▶ **Exercise aim**:
Please write out each line of the listing below verbatim, without changing a single character.

▶ **Material supplied**:
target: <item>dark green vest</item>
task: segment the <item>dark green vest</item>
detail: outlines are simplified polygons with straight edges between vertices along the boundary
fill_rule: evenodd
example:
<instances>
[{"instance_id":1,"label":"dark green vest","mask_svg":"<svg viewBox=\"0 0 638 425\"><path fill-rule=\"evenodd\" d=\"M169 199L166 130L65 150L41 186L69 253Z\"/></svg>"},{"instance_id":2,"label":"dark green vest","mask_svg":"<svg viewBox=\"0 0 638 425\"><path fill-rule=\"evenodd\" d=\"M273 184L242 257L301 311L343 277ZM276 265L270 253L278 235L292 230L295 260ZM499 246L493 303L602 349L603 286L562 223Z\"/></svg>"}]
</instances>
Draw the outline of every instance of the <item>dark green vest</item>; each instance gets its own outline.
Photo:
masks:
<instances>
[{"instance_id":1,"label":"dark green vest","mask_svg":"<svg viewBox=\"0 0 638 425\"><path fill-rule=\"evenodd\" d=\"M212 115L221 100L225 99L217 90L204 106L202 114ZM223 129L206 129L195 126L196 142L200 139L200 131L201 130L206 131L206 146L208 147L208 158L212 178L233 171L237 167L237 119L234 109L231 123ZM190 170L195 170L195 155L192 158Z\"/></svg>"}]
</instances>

▶ **Correct result**:
target: <item>dark green vest</item>
task: segment the <item>dark green vest</item>
detail: outlines are simplified polygons with straight edges between vertices along the boundary
fill_rule: evenodd
example:
<instances>
[{"instance_id":1,"label":"dark green vest","mask_svg":"<svg viewBox=\"0 0 638 425\"><path fill-rule=\"evenodd\" d=\"M169 199L166 130L65 150L41 186L69 253Z\"/></svg>"},{"instance_id":2,"label":"dark green vest","mask_svg":"<svg viewBox=\"0 0 638 425\"><path fill-rule=\"evenodd\" d=\"M273 184L242 257L301 311L343 277ZM276 265L270 253L278 235L292 230L295 260ZM499 246L493 303L602 349L603 286L562 223Z\"/></svg>"}]
</instances>
Draw the outline of every instance of the <item>dark green vest</item>; each instance gets its own outline.
Photo:
masks:
<instances>
[{"instance_id":1,"label":"dark green vest","mask_svg":"<svg viewBox=\"0 0 638 425\"><path fill-rule=\"evenodd\" d=\"M212 115L221 100L225 99L217 90L204 106L202 114ZM223 129L206 129L195 126L196 142L200 139L200 131L201 130L206 131L206 146L208 147L208 158L212 178L233 171L237 167L237 119L234 109L231 123ZM190 170L195 170L195 155L192 158Z\"/></svg>"}]
</instances>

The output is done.